-- START OF Entries --

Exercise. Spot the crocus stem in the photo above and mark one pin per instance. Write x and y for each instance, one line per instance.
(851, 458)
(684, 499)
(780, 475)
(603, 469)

-- END OF Entries --

- [Goal]: Please pull out every row of the listing above that contains the word "line", and copy each one unchanged.

- [The result]:
Exercise. Spot the crocus stem in the photo above and mark one pin per instance. Write x and y for each instance, one line per instance.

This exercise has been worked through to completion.